--- What you have to do ---
Retype, word for word, the lines from the first line of the entries through the line that holds "positive clicks: (143, 302)"; leave out the pictures.

(Stored data entries)
········

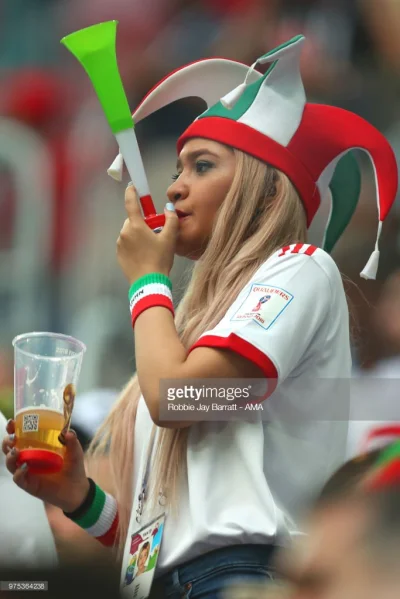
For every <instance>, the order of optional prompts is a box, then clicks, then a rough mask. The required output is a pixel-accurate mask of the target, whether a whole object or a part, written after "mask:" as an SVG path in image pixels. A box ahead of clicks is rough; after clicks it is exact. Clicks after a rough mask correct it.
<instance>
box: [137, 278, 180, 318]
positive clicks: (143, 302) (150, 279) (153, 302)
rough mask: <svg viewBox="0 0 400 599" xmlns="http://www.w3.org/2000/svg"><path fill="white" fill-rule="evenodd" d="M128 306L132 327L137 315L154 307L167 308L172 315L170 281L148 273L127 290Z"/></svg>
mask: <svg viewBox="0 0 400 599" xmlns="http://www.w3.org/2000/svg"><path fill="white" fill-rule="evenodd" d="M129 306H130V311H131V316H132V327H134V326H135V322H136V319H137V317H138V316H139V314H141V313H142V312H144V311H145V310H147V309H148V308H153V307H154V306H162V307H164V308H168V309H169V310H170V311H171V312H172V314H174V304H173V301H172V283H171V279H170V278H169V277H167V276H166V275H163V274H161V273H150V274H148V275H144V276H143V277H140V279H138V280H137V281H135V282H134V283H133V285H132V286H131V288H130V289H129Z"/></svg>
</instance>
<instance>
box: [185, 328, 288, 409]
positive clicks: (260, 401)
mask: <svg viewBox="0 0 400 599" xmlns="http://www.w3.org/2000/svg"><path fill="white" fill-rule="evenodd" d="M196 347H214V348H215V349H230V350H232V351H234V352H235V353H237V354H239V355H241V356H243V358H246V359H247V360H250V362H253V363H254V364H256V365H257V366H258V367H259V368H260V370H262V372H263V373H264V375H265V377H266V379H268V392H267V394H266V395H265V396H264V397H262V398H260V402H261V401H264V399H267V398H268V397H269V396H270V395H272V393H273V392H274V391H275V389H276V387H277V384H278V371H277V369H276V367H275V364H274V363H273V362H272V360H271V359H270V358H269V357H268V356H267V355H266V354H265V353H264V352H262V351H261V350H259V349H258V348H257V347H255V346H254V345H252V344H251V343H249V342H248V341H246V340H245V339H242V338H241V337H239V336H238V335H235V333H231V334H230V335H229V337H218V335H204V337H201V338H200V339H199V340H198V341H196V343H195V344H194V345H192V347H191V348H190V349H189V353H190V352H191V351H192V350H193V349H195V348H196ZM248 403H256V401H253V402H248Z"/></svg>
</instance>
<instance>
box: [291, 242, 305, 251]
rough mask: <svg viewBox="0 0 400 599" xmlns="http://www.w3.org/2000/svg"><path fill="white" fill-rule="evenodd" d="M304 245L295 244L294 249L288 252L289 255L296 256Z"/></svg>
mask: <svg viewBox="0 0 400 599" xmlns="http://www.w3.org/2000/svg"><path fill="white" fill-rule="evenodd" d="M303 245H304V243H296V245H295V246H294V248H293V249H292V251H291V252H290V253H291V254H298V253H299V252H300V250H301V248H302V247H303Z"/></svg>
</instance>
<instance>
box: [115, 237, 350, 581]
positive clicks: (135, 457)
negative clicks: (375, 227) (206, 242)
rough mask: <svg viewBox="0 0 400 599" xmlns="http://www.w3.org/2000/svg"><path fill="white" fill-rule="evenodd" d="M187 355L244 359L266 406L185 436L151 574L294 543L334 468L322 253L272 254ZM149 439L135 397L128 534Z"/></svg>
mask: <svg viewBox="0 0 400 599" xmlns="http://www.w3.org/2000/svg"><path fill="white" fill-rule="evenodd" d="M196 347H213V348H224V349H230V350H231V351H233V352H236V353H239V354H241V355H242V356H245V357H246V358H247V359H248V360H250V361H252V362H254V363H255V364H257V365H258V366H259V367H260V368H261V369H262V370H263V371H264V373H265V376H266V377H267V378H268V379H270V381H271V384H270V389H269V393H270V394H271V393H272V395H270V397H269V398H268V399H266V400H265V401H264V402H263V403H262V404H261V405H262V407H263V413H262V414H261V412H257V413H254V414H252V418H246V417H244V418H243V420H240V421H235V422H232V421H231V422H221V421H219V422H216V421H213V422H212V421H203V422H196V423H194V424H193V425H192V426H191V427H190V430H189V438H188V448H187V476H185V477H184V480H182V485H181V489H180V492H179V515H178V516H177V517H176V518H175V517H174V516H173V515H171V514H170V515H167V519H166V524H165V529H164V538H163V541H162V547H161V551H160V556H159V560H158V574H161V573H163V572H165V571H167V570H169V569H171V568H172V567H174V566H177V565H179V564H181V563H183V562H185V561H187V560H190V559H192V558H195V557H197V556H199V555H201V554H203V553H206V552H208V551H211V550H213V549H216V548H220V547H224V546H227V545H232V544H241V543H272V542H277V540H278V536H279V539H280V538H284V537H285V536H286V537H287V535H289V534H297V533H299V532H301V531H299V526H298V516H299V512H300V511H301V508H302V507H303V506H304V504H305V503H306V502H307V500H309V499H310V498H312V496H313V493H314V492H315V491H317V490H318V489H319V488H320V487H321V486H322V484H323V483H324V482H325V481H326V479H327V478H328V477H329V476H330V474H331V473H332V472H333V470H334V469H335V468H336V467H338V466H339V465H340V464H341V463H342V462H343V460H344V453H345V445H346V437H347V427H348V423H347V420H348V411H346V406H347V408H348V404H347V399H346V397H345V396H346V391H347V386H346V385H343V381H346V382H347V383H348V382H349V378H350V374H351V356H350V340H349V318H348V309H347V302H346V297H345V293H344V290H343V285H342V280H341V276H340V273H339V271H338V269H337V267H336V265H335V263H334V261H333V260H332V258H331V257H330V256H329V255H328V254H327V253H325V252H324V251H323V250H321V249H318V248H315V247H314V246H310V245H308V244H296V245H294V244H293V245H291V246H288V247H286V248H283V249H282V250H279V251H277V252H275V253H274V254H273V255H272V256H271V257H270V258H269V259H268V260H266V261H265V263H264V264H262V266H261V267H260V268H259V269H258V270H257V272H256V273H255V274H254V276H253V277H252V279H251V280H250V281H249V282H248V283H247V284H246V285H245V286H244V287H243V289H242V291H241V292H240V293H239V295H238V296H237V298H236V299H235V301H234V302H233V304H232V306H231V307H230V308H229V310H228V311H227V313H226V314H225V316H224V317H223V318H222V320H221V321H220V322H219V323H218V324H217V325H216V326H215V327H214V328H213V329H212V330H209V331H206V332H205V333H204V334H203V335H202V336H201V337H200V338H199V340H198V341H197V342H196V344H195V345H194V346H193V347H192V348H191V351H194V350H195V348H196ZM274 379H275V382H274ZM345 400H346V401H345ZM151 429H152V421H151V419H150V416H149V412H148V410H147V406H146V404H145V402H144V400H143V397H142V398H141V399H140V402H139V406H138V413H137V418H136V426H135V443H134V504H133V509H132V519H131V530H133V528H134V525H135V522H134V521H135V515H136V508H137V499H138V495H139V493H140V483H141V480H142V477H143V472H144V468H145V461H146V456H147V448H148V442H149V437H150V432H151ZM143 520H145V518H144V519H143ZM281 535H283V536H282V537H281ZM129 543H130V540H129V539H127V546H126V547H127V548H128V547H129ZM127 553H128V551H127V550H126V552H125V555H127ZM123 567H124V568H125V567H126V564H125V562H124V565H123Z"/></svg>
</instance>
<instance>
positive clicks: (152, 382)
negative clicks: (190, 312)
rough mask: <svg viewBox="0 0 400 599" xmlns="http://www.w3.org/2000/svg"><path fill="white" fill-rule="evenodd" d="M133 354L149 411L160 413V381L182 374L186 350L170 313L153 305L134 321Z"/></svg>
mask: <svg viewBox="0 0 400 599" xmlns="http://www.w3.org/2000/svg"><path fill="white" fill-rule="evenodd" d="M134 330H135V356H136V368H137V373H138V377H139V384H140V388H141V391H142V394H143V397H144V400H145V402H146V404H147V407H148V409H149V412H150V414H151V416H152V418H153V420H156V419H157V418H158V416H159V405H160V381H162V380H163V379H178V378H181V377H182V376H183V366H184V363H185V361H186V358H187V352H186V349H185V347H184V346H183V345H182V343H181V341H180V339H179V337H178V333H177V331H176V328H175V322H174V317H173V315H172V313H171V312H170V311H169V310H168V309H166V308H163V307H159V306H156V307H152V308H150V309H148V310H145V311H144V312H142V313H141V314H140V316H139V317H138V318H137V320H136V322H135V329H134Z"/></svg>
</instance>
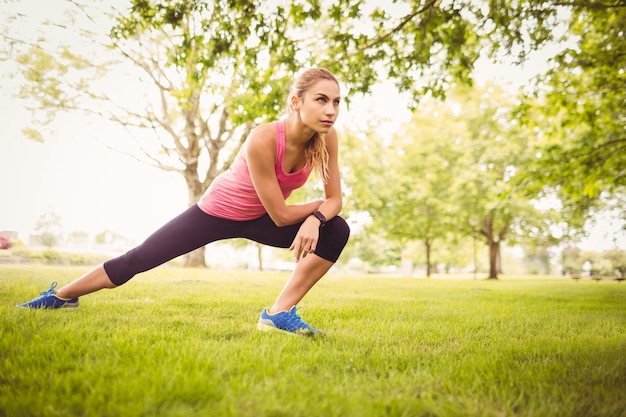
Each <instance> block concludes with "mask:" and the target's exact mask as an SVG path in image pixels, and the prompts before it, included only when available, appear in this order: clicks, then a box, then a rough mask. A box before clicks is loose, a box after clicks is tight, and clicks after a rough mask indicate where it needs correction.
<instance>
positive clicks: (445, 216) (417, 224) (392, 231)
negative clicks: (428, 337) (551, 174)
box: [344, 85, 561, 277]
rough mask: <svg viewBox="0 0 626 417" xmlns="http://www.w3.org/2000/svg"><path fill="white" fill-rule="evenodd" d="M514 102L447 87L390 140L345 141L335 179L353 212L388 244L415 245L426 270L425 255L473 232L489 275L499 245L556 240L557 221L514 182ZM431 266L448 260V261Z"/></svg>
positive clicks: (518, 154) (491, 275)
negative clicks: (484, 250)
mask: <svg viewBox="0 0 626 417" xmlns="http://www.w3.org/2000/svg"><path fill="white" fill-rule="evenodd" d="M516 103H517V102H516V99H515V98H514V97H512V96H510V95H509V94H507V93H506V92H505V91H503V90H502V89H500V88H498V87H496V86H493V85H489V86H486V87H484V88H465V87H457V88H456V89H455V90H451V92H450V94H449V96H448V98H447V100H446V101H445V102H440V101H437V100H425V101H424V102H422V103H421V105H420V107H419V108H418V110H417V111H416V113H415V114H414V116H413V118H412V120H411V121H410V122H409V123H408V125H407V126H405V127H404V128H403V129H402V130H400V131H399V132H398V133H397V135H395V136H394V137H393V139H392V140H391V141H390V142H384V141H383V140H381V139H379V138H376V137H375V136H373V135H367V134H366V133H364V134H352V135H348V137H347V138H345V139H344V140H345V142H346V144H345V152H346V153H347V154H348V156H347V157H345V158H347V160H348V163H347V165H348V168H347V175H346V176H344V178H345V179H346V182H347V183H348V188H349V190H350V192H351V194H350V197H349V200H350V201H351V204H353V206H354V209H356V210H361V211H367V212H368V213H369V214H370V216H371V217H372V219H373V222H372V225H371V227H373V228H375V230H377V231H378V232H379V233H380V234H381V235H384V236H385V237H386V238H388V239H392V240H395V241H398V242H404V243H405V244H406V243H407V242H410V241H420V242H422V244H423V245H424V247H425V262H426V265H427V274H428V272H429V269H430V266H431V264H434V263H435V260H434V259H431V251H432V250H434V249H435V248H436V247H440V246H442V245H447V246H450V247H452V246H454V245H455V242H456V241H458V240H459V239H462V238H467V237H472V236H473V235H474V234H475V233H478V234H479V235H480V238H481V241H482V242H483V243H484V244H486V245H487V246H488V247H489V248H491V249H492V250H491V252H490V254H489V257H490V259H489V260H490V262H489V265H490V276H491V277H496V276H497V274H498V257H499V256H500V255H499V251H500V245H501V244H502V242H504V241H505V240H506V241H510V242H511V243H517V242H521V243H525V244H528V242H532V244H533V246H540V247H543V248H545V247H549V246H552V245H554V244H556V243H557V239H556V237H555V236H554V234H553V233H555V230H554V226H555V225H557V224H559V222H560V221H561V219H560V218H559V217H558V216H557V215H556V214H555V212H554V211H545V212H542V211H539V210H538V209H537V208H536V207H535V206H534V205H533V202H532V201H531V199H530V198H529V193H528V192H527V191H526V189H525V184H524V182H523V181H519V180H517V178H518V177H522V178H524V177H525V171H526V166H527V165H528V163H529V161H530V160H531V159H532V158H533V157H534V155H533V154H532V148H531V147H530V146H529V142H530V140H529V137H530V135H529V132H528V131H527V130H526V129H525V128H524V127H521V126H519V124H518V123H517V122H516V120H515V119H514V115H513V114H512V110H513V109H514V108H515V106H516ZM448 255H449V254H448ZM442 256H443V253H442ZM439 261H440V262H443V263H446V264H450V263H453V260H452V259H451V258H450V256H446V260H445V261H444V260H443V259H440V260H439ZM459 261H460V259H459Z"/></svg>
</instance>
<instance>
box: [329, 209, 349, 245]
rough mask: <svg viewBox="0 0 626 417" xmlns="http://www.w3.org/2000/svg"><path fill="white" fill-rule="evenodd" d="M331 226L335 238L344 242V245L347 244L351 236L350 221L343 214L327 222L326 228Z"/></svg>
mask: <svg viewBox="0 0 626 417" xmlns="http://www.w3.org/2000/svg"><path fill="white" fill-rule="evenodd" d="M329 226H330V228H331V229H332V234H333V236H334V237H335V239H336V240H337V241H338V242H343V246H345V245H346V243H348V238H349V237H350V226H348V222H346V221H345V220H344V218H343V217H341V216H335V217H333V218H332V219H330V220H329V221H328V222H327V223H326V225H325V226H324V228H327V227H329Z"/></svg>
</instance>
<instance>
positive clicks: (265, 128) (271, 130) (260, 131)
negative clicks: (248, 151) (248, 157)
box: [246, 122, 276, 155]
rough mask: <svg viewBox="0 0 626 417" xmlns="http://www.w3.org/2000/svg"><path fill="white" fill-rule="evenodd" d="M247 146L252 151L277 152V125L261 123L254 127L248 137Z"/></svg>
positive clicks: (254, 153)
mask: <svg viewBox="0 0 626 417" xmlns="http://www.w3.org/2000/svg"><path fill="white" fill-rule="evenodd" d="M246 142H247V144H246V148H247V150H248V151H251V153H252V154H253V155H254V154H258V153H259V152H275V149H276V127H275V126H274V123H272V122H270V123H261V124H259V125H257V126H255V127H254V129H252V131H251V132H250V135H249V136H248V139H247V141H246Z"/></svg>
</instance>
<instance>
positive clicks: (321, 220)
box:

········

--- Answer area ---
For every <instance>, the order of optional prompts is a box, then clicks, then a rough mask. The required output is a pixel-accurate mask of the target, whether a whole object or a part, written after "mask:" as an SVG path in image pixels. A box ahead of clicks is rough; after clicks it is exact. Clicks after a rough mask correct it.
<instance>
box: [137, 278, 180, 318]
positive clicks: (143, 302) (150, 279) (153, 302)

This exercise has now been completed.